TASK INSTRUCTIONS:
Return verbatim the line containing "to locate city" together with all lines that follow it, through the end of the records.

(TASK DATA)

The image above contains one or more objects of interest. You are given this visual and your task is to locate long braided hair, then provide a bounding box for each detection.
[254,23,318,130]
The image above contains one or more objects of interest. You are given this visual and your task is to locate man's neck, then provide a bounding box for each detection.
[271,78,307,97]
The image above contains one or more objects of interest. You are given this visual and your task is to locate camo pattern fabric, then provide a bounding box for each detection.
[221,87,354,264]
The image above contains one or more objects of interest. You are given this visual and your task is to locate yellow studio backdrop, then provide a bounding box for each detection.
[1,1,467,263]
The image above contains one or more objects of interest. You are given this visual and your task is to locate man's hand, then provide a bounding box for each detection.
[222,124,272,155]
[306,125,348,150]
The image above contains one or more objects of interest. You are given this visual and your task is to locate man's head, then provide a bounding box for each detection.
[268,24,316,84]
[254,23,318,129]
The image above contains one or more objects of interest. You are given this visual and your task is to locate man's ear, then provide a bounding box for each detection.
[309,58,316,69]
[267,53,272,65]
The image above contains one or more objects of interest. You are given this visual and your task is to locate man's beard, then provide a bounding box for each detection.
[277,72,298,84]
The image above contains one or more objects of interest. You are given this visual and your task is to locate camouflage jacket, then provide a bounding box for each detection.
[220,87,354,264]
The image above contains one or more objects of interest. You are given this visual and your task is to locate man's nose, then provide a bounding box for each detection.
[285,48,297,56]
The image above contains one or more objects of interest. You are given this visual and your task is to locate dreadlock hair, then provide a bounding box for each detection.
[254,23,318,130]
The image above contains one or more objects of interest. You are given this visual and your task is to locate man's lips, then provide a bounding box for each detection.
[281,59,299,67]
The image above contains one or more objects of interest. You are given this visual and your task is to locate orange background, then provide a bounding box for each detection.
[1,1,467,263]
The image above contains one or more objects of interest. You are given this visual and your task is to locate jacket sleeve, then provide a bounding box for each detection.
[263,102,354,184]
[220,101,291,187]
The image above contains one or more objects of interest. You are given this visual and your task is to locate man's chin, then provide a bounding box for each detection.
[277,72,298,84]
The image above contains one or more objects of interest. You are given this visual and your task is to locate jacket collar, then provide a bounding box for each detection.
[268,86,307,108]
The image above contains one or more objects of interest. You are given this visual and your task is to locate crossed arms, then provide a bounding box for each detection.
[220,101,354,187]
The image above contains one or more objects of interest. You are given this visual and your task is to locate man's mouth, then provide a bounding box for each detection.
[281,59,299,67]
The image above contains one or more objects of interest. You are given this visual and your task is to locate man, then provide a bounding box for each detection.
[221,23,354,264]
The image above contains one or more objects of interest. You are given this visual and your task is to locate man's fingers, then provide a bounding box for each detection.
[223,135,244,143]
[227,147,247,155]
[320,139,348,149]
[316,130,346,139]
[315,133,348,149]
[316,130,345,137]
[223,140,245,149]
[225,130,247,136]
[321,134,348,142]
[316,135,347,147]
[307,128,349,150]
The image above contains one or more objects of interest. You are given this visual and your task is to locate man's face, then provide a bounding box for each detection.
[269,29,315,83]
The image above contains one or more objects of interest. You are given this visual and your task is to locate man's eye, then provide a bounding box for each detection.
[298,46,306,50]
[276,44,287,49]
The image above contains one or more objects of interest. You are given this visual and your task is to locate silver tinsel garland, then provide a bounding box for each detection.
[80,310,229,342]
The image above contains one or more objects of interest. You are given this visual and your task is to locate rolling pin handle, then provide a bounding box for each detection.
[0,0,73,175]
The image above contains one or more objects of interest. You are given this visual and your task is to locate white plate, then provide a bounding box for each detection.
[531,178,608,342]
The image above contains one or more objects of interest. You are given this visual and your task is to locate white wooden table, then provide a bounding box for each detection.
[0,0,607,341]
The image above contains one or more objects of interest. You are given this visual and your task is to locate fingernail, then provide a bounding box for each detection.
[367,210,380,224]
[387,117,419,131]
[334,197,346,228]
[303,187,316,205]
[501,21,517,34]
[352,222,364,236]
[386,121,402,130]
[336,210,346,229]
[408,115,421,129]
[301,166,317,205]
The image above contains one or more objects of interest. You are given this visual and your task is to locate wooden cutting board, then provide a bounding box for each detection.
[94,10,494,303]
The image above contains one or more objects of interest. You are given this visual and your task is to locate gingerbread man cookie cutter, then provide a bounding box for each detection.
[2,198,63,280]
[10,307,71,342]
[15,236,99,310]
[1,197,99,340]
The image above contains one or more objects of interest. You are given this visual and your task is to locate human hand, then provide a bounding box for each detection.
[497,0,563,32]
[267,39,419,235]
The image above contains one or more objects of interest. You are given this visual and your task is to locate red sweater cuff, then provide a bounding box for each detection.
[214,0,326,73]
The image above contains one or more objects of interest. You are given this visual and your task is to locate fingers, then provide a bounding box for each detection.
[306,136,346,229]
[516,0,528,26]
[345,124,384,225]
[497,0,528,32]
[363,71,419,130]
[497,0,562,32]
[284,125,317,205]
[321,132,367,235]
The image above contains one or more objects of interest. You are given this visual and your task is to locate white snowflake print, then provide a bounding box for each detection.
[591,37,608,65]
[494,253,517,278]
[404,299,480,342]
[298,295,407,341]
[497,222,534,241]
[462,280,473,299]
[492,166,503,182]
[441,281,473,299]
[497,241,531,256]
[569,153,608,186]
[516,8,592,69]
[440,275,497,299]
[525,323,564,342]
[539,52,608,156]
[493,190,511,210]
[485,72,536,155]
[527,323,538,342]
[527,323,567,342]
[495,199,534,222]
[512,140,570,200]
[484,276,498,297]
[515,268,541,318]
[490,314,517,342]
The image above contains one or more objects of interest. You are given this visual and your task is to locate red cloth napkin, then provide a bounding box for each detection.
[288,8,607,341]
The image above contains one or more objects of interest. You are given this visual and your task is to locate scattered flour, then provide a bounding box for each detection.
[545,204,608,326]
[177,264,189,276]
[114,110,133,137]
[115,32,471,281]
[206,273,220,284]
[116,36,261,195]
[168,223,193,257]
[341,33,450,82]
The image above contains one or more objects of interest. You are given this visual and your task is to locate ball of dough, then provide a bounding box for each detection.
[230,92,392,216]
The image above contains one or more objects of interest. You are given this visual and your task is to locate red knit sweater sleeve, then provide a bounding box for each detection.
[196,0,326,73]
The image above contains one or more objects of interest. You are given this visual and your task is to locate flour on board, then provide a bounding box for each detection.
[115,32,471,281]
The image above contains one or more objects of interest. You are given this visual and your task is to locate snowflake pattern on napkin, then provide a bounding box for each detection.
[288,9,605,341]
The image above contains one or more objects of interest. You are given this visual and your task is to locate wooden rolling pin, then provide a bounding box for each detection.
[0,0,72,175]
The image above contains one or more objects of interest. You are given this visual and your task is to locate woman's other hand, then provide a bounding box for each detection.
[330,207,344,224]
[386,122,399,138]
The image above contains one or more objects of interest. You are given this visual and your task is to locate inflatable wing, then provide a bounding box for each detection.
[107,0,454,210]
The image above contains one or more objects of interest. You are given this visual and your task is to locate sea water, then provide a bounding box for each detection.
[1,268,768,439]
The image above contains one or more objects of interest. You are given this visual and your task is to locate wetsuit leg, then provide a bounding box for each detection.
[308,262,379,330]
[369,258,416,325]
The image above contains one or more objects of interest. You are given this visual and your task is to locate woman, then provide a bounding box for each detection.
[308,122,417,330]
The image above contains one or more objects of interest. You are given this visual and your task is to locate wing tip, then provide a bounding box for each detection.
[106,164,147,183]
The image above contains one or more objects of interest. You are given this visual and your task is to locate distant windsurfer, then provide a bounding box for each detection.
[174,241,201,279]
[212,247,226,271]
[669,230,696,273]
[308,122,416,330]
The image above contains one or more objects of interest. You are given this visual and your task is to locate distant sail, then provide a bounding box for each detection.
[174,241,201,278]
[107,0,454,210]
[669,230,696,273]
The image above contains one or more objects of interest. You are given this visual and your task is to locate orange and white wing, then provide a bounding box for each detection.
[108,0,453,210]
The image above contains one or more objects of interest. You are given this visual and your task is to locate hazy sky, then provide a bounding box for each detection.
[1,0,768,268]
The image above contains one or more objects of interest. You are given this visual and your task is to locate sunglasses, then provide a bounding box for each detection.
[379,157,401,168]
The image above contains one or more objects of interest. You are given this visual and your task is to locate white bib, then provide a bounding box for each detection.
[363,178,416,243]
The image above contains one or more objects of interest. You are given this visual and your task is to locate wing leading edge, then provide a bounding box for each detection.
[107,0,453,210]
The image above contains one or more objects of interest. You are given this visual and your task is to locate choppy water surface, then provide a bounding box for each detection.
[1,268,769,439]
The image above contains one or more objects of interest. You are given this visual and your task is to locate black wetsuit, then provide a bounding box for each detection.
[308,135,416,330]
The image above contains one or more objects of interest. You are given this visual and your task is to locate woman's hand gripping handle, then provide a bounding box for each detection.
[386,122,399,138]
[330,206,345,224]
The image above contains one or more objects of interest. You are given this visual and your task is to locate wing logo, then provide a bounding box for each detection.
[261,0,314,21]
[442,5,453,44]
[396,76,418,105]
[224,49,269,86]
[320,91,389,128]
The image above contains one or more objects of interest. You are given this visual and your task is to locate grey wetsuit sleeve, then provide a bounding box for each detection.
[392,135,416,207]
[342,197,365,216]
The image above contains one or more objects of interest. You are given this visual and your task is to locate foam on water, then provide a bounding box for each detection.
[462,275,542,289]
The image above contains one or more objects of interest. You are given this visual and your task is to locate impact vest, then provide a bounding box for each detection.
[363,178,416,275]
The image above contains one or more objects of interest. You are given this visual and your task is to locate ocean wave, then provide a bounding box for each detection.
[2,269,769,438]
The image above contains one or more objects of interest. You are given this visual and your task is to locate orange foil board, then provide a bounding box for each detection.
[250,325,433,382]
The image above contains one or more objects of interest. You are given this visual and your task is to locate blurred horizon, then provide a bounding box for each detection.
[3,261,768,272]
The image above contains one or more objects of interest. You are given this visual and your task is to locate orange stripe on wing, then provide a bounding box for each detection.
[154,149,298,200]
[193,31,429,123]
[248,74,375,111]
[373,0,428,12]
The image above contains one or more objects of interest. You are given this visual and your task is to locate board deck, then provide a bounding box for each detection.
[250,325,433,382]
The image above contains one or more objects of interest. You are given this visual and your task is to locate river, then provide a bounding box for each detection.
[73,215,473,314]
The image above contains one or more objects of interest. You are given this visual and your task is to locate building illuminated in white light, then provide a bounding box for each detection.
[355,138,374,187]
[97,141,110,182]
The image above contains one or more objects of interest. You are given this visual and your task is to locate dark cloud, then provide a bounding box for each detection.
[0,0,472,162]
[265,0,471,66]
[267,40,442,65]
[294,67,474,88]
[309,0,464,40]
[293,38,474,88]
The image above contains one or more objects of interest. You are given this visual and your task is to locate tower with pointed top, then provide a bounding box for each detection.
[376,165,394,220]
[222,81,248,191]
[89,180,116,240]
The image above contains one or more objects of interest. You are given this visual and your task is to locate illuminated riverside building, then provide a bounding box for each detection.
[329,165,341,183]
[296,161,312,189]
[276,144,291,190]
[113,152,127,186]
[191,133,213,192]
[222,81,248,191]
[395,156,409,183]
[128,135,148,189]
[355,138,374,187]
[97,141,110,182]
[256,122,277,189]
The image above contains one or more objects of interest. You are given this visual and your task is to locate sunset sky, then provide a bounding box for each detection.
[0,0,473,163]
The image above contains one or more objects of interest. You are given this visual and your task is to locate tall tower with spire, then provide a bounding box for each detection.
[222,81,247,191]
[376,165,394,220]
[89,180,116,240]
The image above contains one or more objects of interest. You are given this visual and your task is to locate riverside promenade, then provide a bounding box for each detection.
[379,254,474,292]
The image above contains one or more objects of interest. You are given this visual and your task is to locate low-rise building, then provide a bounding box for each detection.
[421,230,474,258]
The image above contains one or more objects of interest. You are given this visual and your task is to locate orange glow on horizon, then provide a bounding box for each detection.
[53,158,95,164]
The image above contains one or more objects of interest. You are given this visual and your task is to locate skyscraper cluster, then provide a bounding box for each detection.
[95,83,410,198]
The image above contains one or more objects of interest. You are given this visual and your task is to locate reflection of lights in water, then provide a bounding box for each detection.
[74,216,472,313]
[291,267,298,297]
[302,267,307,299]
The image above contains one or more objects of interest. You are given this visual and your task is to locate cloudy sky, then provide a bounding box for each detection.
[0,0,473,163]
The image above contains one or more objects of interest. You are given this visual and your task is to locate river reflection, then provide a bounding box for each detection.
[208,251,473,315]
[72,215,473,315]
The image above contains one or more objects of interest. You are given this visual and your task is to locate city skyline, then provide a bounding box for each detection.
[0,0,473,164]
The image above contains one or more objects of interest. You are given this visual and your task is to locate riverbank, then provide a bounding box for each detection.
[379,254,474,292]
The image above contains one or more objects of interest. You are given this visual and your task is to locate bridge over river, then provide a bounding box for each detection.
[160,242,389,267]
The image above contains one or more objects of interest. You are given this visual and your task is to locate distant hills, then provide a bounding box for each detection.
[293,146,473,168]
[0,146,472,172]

(End TASK DATA)

YOUR SOLUTION:
The image above contains one or more objects of interest. You are given this visual and your task is to locate city skyline, then provide a bounding box for each detection.
[0,0,473,164]
The image above contains one or more objects of interest. You are given this visual and your task is to locate riverbank, then provide a bounding box for each detection.
[379,254,474,292]
The image above contains one or more objects of interest. You are given this visual and your task is to locate bridge over river, then provide a bounding box for each detection.
[160,242,389,267]
The image above contains one or more objects of interest. You are given this visual and your task is to locate distant hills, then provide a bounding box for each detection.
[293,146,473,168]
[0,146,472,172]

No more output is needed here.